=== WHAT IS EXPECTED ===
Your task is to write out the complete listing exactly as it is shown.

DATA SHOWN START

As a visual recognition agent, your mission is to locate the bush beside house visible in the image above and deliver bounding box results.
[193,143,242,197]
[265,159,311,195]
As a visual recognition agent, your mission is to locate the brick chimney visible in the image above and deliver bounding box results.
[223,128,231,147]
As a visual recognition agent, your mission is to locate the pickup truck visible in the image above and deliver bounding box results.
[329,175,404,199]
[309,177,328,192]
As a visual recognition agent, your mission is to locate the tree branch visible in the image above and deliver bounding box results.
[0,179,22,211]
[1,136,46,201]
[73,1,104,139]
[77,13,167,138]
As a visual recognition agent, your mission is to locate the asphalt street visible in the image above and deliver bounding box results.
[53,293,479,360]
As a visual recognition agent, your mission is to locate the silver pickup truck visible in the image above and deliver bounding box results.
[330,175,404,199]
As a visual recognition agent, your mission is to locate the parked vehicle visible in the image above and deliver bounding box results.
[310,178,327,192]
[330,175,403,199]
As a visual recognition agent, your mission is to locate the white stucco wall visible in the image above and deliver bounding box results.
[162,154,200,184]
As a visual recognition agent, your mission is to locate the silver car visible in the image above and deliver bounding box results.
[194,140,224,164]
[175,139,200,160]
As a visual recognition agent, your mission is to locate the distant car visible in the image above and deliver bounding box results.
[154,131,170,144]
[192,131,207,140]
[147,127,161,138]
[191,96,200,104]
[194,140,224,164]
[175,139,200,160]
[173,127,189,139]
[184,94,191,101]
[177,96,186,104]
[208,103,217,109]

DATA SHOWN END

=== YOUR RESPONSE ===
As a visual recognition agent, your mission is to locate the bush beside house visible in the image above and deliver bounding box results.
[193,143,242,197]
[265,159,311,195]
As a visual recognition agent, your mission is to locate the brick chimney visible in the image above and deliver bounding box results.
[223,128,231,147]
As a visual recognition agent, your mission is to locate the pickup truck visible in the image above and deliver bounding box results.
[329,175,404,199]
[309,177,328,192]
As a visual recognition agent, your mission is to locate the tree branch visible in the image above and deliver bounding box results.
[0,179,22,211]
[1,136,46,201]
[73,1,104,139]
[77,13,167,138]
As a visual recognition agent, your mission is to locate the asphalt street visible in the image above and deliver bounding box results.
[53,293,479,360]
As a visual recognition agent, your mission is to locate the silver pickup truck visible in the image above and deliver bounding box results.
[330,175,404,199]
As a visual recognition agent, your mission is to locate the parked vehicle visible in the image above and deliver bounding box results.
[310,178,327,192]
[330,175,403,199]
As a visual recognition agent, your mission is to locate the white stucco wall visible in the image above and deliver bounding box results.
[162,154,200,184]
As a visual recognition agent, your mission is to locate the silver car visible in the image above and deliver bounding box results.
[194,140,224,164]
[175,139,200,160]
As a visual recognition agent, your mission is to locate the distant car visible in the image above and deliver bounding box results.
[154,131,170,144]
[192,131,207,140]
[147,127,161,138]
[191,96,200,104]
[194,140,224,164]
[175,139,200,160]
[173,127,189,139]
[184,94,191,101]
[177,96,186,104]
[208,103,217,109]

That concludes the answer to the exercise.